◆ **EXTRACTED ENTRIES**:
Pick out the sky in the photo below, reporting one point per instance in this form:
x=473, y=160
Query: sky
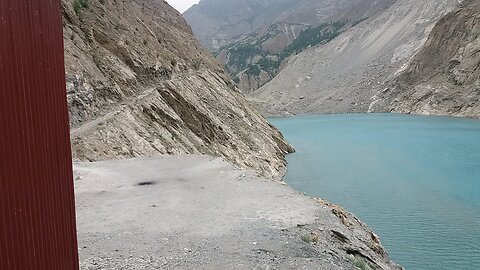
x=182, y=5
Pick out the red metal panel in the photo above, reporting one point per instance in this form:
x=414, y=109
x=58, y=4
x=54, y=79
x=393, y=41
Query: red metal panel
x=37, y=207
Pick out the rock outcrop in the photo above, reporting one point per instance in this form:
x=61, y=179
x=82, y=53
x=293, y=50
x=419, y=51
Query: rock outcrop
x=444, y=77
x=139, y=84
x=345, y=74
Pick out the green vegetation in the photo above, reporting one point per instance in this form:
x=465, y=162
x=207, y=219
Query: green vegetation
x=313, y=36
x=78, y=5
x=243, y=56
x=362, y=265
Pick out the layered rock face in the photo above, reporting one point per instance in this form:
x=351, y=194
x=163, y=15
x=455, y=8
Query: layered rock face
x=276, y=30
x=139, y=84
x=345, y=74
x=444, y=77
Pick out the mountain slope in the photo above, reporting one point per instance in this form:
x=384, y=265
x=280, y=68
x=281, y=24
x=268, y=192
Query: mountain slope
x=139, y=84
x=254, y=57
x=217, y=23
x=444, y=77
x=344, y=74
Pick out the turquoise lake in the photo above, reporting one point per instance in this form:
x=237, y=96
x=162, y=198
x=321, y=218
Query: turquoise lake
x=414, y=180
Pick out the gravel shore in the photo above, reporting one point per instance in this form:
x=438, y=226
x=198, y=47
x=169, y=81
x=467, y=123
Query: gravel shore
x=199, y=212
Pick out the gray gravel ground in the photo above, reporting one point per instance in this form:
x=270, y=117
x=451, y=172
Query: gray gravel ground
x=199, y=212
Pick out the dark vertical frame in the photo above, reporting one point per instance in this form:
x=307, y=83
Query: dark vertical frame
x=37, y=204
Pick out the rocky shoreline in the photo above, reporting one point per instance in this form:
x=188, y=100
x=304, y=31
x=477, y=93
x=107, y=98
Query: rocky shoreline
x=200, y=212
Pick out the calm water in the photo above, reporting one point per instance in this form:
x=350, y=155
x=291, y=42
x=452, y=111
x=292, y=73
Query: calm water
x=414, y=180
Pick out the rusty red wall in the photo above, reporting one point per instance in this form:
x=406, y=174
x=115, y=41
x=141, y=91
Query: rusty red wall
x=37, y=209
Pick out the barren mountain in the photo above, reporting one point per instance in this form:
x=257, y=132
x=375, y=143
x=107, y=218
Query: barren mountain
x=444, y=77
x=253, y=56
x=345, y=74
x=139, y=84
x=219, y=22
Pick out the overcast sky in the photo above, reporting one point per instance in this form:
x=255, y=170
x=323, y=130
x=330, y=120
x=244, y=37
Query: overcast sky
x=182, y=5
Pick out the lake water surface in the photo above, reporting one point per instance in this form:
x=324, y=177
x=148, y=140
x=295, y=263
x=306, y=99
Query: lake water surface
x=414, y=180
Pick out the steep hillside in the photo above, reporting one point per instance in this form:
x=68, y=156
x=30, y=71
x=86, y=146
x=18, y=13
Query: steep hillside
x=254, y=58
x=444, y=77
x=344, y=74
x=139, y=84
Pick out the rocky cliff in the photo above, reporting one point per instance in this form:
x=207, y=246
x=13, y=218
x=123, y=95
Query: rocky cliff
x=139, y=84
x=444, y=77
x=253, y=55
x=345, y=74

◆ **WORK REQUIRED**: Make a word-for-word copy of the entries, without any pictures.

◆ **PROBLEM SOLUTION**:
Pick out the sky in the photo below, reporting one point per instance in this form:
x=473, y=160
Query: sky
x=182, y=5
Pick out the red metal panel in the photo above, reporting one point per instance in this form:
x=414, y=109
x=58, y=4
x=54, y=79
x=393, y=41
Query: red metal panel
x=37, y=207
Pick out the rock outcrop in the photo above, reporting one point per instance in this form:
x=61, y=179
x=82, y=53
x=293, y=50
x=419, y=51
Query: rock outcrop
x=444, y=77
x=139, y=84
x=345, y=74
Pick out the green vegetation in the photo above, reporting one point per instance in this form:
x=465, y=162
x=207, y=219
Query: green vegetation
x=313, y=36
x=78, y=5
x=243, y=56
x=362, y=265
Pick out the layered rock face in the photo above, reporting one point per instance in this form:
x=351, y=194
x=163, y=15
x=455, y=8
Query: layered rock face
x=276, y=30
x=139, y=84
x=345, y=74
x=444, y=77
Pick out the mountain slope in the photo above, reporting one point per instance in this form:
x=384, y=265
x=280, y=68
x=281, y=24
x=268, y=192
Query: mountain slope
x=139, y=84
x=254, y=57
x=217, y=23
x=444, y=77
x=344, y=74
Pick out the turquoise lake in the photo above, reporting one point per instance in this form:
x=237, y=96
x=162, y=198
x=321, y=218
Query: turquoise lake
x=414, y=180
Pick out the gravel shore in the photo above, reporting one point per instance in this form:
x=438, y=226
x=198, y=47
x=169, y=81
x=467, y=123
Query: gravel shore
x=199, y=212
Pick out the gray gravel ground in the photo above, reporting one point per instance in this form:
x=270, y=117
x=451, y=172
Query: gray gravel ground
x=199, y=212
Pick out the dark vertical frame in the photo above, reporting one point per instance in this form:
x=307, y=83
Query: dark vertical frame
x=37, y=204
Pick out the rocky shoreline in the photo above, reporting one point per instance in this form:
x=188, y=100
x=304, y=31
x=477, y=93
x=107, y=98
Query: rocky shoreline
x=200, y=212
Pick out the calm water in the photo above, reporting one point per instance in this form:
x=350, y=155
x=291, y=42
x=452, y=111
x=292, y=73
Query: calm water
x=414, y=180
Pick out the rusty red wall in the photo above, reporting one point per instance in this form:
x=406, y=174
x=115, y=41
x=141, y=91
Query: rusty red wall
x=37, y=209
Pick out the barren mountain in the photo above, reporting one point per instance in this form:
x=257, y=132
x=375, y=143
x=107, y=218
Query: barren mountain
x=444, y=77
x=253, y=56
x=345, y=74
x=139, y=84
x=219, y=22
Pick out the overcast sky in the photo above, reporting one point per instance in this form:
x=255, y=170
x=323, y=130
x=330, y=120
x=244, y=37
Query: overcast sky
x=182, y=5
Pick out the lake water surface in the photo above, reporting one point per instance in this form:
x=324, y=177
x=148, y=140
x=295, y=263
x=306, y=99
Query: lake water surface
x=414, y=180
Pick out the steep hillside in the photo above, reporting one point per instance in this form:
x=68, y=156
x=30, y=71
x=86, y=146
x=18, y=13
Query: steep hillside
x=254, y=58
x=444, y=77
x=344, y=74
x=139, y=84
Pick out the rocky cliff in the photo above, reporting one point per instance in this form:
x=207, y=246
x=13, y=218
x=123, y=95
Query: rocky cliff
x=139, y=84
x=444, y=77
x=253, y=55
x=345, y=74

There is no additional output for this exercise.